From 1969 the Lightning was changed with balanced exhaust pipes, redesigned silencer-internals, widened crankcase-half mating faces and a twin leading shoe front brake. When road testing, Motorcycle Sport found the natural cruising speed to be 70 mph, but was impossible to ride comfortably at more than 5,500 rpm in the higher gears due to severe vibration, with 6,200 revs repeatedly breaking the headlamp bulb filament; accordingly no top-speed runs were attempted.

In 1971, 201 750cc versions, designated the A70L, were also produced for American racing homologation purposes.

In 1971 the BSA Group were in financial difficulties and, in a last attempt to extend the brand life, a new frame was developed for the A65L. As well as raising the seat height to an impractical 33 in, it actually broke during testing at the Motor Industry Research Association (MIRA) test track, marking the end of one of the most successful range of British twin cylinder motorcycles.

==A70 Lightning==
To produce a 750cc machine for AMA Class C racing, BSA lengthened the stroke of Lightning's crankshaft by 11mm to give a displacement of 751cc. 202 A70 Lightning machines were produced to meet the minimum production requirements. All were exported to the US, most to the East Coast distributor in Baltimore.

==James Bond film Thunderball ==
A fully faired gold-painted BSA Lightning fitted with missiles appeared in the 1965 James Bond film Thunderball, ridden by former road-race champion Bill Ivy as a stunt double, wearing a blonde wig to make him look like Bond girl Fiona Volpe, played by Italian actress Luciana Paluzzi. Volpe used the BSA to fire two rocket missiles and destroy Count Lippe's car, which was chasing Bond.

Dataset

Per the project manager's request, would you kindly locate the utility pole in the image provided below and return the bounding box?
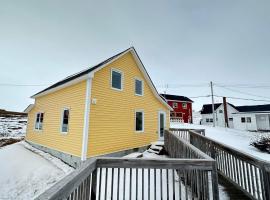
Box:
[210,81,216,127]
[223,97,230,128]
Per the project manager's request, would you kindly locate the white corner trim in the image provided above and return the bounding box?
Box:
[81,73,93,161]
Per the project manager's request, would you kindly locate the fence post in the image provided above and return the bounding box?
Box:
[212,161,219,200]
[91,169,97,200]
[262,164,270,199]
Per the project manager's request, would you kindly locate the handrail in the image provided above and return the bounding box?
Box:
[172,129,270,200]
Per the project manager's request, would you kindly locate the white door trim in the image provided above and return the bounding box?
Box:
[158,110,166,140]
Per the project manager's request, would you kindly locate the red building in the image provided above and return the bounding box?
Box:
[160,94,193,123]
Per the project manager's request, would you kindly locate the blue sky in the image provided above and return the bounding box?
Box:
[0,0,270,111]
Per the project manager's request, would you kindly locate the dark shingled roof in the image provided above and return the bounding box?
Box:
[160,94,193,103]
[201,103,221,114]
[33,47,133,96]
[236,104,270,112]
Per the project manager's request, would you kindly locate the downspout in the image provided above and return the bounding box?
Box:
[81,73,94,161]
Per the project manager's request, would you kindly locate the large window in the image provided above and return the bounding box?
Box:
[35,112,44,130]
[135,79,143,96]
[135,111,144,132]
[173,102,178,108]
[182,103,187,109]
[111,69,123,90]
[61,108,69,133]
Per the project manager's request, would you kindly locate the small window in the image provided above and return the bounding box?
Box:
[135,111,144,132]
[61,109,69,133]
[182,103,187,109]
[135,79,143,96]
[111,69,123,90]
[35,112,44,130]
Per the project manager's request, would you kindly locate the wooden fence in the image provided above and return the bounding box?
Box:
[171,129,270,200]
[37,131,219,200]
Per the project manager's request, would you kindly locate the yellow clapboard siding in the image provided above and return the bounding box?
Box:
[26,81,86,157]
[87,53,169,157]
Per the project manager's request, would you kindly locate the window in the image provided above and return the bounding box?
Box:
[35,112,44,130]
[111,69,123,90]
[135,111,144,132]
[182,103,187,109]
[135,79,143,96]
[61,109,69,133]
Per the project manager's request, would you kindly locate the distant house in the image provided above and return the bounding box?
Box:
[26,47,172,166]
[233,104,270,131]
[160,94,193,123]
[201,103,270,131]
[201,103,238,128]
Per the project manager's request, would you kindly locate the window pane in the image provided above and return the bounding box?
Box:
[112,71,122,90]
[62,110,69,132]
[135,80,142,95]
[136,112,143,131]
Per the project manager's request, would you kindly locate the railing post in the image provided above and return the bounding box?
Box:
[212,161,219,200]
[262,164,270,199]
[91,169,97,200]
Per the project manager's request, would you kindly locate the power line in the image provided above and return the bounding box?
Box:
[214,95,270,102]
[216,85,270,100]
[0,83,49,87]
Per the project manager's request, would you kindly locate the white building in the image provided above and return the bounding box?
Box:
[233,104,270,131]
[201,103,238,128]
[201,103,270,131]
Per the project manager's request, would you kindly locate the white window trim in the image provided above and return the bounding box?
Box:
[110,68,124,91]
[34,111,44,132]
[60,107,70,135]
[134,109,144,133]
[134,77,144,97]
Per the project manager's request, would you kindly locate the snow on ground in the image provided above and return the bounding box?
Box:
[171,123,270,161]
[0,142,73,200]
[0,116,27,138]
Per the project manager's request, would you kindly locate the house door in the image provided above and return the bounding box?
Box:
[158,111,166,140]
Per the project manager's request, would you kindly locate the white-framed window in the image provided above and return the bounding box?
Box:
[35,112,44,130]
[135,110,144,132]
[111,69,123,91]
[173,102,178,108]
[61,108,70,133]
[135,78,143,96]
[182,103,187,109]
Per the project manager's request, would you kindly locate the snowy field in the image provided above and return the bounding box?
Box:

Instructions for the task
Answer from the BSA Lightning text:
(a) What kind of front brake was the Lightning given from 1969?
(b) By how much did BSA lengthen the stroke of the Lightning's crankshaft to make the 751cc machine?
(c) Who rode the gold-painted Lightning as a stunt double in Thunderball?

Expected answer
(a) A twin leading shoe front brake.
(b) By 11mm.
(c) Bill Ivy, a former road-race champion.